Given instruction 1:
In the extract on Sumatran tiger maps, what does the map use to highlight Sumatra as the region of interest?
Given instruction 2:
For each statement, say whether it agrees with the extract on Sumatran tiger maps, and quote the words that decide it. (a) The first visualization highlights three major national parks where Sumatran tigers mostly reside. (b) Some remaining Sumatran tigers live outside Sumatra. (c) The code makes a list of zeros for the x coordinates.
Given instruction 3:
Please explain, using the extract on Sumatran tiger maps, why the map puts a bounding box around Sumatra.

Extract to read:
>> START

Question 1: Where do the majority of Sumatran tigers reside?

Through this visualisation, I have been able to highlight the three major national parks in which Sumatran tigers mostly reside. In doing do, this demonstrates how confined the tigers are in their habitats, as a direct result of deforestation.

This map also uses a bounding box to highlight Sumatra as the region of interest, as this is where all remaining Sumatran tigers reside, which emphasises their limitation in movement, and the likelihood of their extinction given the reduced number of viable habitations.

Data Visualisation Number 2: Zoomed in Map of Sumatra Highlighting The Number And Gender Of tigers Spotted In Each National Park

#This incorporates all the for loops into one loop to output the average points
 
# Making a list of zeros for the x coordinates to be added to
longitude = rep(0,length(Parks))
latitude = rep(0,length(Parks))

>> END

Dataset rows:
>> START

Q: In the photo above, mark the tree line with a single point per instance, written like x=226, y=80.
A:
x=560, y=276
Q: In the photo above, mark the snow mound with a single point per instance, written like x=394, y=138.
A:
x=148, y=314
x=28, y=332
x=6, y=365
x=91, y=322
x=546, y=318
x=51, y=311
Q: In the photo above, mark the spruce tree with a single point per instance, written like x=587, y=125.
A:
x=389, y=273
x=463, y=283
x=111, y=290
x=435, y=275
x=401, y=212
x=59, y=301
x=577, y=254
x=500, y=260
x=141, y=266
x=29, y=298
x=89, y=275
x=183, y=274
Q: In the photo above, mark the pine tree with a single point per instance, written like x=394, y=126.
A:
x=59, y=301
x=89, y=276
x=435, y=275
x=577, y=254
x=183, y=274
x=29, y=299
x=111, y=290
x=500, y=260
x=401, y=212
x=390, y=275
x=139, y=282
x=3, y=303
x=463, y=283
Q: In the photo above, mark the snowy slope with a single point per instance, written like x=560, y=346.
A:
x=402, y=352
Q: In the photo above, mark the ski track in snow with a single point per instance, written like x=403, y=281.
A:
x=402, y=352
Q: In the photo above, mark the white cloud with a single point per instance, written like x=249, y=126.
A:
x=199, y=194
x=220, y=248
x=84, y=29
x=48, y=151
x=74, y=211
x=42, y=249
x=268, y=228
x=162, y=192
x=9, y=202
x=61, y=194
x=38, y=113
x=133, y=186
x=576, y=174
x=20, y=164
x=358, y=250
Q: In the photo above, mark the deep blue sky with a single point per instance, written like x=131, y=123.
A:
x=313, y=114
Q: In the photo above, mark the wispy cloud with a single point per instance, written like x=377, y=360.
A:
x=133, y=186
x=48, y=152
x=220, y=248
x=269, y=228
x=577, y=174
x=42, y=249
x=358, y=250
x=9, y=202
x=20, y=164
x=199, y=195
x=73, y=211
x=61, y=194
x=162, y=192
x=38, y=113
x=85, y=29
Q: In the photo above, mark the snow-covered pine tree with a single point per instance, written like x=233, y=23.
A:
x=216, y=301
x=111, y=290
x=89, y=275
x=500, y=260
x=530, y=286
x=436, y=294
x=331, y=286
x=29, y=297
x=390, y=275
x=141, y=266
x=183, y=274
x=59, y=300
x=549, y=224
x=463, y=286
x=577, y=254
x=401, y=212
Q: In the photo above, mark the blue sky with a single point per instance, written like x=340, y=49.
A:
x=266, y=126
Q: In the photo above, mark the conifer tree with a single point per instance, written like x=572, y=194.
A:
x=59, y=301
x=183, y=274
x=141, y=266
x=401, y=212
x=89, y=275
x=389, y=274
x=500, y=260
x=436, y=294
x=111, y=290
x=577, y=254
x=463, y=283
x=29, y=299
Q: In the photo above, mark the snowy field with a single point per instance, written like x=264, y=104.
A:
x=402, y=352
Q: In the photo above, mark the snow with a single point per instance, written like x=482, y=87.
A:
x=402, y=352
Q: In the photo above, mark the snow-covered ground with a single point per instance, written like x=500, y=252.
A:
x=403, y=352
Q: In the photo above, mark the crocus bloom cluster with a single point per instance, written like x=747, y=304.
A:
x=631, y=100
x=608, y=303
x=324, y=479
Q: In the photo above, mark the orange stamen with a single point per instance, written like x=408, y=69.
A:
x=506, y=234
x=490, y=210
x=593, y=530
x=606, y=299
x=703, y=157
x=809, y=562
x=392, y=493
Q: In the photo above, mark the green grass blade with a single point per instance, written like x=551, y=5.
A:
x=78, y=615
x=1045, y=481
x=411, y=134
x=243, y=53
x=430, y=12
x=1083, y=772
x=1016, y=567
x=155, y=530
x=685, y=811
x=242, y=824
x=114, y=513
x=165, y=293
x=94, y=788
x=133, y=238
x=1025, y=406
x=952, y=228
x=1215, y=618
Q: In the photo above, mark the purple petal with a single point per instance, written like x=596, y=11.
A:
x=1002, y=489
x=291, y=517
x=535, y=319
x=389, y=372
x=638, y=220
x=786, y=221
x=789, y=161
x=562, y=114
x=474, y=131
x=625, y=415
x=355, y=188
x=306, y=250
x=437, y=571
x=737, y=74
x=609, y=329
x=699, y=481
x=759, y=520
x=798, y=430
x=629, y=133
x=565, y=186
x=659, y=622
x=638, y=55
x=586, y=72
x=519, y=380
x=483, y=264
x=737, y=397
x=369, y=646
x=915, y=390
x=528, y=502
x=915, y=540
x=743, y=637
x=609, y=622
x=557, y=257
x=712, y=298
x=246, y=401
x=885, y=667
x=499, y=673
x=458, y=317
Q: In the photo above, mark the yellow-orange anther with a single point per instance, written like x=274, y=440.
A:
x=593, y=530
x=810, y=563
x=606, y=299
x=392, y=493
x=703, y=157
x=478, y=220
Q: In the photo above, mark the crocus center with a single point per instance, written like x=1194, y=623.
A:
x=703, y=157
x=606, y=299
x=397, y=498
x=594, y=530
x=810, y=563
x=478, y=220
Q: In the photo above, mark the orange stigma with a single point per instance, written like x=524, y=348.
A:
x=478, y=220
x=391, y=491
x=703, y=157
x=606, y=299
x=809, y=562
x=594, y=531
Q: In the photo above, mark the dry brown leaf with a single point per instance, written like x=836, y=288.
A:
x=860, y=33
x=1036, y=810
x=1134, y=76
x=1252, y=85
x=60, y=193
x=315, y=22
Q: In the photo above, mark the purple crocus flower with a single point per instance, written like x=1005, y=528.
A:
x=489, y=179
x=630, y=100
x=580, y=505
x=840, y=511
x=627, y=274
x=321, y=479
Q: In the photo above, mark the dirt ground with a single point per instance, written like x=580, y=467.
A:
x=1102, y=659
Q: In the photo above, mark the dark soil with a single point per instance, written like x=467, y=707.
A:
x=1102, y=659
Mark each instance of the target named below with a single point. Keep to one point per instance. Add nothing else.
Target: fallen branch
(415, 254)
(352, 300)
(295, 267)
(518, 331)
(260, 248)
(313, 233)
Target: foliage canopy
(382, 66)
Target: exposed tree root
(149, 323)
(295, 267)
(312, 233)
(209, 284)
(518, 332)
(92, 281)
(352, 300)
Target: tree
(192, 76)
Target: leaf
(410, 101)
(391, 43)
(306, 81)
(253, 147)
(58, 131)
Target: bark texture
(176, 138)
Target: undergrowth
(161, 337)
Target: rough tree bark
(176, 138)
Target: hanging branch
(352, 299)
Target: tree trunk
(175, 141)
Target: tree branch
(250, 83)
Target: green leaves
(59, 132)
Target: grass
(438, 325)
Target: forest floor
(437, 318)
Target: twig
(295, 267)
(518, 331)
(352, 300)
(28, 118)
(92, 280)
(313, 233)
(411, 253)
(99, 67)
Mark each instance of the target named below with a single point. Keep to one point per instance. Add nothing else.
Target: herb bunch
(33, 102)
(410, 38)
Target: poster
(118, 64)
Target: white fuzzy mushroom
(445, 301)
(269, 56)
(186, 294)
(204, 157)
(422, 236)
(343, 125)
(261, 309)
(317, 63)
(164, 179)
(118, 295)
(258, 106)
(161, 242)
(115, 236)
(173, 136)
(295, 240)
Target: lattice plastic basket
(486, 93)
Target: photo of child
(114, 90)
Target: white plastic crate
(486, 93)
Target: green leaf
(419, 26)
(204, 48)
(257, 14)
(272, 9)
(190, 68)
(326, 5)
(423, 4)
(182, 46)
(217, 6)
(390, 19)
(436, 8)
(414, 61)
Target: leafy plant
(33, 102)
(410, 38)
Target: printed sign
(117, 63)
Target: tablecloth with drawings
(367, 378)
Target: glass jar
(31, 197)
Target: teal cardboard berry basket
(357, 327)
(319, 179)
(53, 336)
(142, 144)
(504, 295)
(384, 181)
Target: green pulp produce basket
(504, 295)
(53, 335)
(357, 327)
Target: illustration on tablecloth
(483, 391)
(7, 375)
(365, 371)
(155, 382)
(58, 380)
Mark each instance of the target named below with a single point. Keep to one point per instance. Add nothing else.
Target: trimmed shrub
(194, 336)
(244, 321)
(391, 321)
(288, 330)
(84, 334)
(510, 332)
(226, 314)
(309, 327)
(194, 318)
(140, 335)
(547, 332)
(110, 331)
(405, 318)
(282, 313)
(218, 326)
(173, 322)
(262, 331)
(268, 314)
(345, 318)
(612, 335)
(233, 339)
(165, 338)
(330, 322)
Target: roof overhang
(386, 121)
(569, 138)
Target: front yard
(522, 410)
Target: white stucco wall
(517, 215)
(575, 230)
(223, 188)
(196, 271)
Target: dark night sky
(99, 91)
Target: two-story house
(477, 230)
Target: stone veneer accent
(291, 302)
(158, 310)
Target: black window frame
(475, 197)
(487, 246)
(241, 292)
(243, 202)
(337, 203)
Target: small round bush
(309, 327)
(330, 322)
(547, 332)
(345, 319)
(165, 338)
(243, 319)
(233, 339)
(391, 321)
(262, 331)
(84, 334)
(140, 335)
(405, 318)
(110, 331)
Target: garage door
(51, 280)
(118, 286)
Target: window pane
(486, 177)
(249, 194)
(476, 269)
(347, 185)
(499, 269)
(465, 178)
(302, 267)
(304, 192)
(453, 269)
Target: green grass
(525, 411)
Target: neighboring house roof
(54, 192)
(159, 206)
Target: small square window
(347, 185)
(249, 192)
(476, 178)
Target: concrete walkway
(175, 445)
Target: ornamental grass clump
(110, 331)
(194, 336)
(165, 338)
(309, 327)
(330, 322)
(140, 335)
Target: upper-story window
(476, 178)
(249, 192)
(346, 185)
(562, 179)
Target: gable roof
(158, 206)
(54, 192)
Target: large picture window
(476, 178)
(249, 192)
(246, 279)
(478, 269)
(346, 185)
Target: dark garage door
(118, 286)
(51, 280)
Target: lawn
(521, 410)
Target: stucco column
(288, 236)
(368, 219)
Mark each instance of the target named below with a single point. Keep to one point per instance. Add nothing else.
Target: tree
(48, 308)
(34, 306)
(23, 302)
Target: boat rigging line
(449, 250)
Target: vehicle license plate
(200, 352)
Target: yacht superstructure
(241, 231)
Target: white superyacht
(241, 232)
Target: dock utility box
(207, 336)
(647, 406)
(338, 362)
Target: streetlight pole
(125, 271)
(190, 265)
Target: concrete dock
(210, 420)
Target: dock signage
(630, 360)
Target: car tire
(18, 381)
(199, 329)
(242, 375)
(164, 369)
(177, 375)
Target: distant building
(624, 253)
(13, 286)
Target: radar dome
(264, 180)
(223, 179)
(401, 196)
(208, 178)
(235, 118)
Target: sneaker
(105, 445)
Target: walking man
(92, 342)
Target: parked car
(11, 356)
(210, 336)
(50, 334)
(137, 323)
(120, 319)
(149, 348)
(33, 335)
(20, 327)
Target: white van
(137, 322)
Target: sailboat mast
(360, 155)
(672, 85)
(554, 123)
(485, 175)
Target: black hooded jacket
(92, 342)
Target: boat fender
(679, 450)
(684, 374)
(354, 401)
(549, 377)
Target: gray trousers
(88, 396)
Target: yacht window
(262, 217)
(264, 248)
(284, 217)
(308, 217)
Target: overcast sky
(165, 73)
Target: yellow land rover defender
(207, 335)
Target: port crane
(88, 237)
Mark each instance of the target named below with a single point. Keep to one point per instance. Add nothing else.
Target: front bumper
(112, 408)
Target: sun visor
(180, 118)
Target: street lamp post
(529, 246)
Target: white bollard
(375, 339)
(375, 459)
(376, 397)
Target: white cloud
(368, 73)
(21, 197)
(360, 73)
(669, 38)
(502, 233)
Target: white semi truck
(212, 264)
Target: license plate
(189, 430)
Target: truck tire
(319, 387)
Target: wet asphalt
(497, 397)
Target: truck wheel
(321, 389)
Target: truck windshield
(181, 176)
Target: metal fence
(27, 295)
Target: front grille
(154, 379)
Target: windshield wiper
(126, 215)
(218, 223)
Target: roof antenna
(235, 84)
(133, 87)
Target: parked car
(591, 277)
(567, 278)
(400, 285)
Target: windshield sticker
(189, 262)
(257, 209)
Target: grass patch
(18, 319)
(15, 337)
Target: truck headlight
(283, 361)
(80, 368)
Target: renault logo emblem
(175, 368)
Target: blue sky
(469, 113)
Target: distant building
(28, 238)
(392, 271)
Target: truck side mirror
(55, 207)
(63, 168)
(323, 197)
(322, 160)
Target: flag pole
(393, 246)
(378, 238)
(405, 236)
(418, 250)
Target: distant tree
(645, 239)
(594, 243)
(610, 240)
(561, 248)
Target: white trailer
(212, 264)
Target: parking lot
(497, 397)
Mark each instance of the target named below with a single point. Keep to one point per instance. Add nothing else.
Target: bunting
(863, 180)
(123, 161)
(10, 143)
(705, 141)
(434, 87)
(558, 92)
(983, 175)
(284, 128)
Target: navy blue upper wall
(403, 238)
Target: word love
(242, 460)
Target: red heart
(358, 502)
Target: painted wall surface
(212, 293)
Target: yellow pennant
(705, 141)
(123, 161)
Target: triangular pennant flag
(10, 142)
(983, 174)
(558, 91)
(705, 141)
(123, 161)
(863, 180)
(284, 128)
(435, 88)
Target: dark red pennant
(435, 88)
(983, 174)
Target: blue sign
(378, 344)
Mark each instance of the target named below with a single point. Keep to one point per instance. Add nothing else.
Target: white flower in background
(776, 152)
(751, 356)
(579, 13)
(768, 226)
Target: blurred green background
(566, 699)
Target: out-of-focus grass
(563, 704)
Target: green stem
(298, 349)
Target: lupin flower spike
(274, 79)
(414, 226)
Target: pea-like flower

>> END

Exercise result 1:
A bounding box.

Exercise result 2:
(a) Yes: "highlight the three major national parks in which Sumatran tigers mostly reside"
(b) No: "this is where all remaining Sumatran tigers reside"
(c) Yes: "Making a list of zeros for the x coordinates to be added to"

Exercise result 3:
Sumatra is where all remaining Sumatran tigers reside, so the bounding box marks it as the region of interest. This emphasizes how limited the tigers' movement is and how likely their extinction is, given the reduced number of viable habitations.